Exercise prompt:
Print each of the following records verbatim, with every line unchanged.

** START OF Data excerpts **

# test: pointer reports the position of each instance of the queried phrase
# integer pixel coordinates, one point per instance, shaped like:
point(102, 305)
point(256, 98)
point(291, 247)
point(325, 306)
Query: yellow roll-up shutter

** END OF Data excerpts **

In response:
# test: pointer reports the position of each instance of the queried phrase
# integer pixel coordinates, one point per instance, shaped like:
point(102, 305)
point(256, 98)
point(291, 247)
point(325, 306)
Query: yellow roll-up shutter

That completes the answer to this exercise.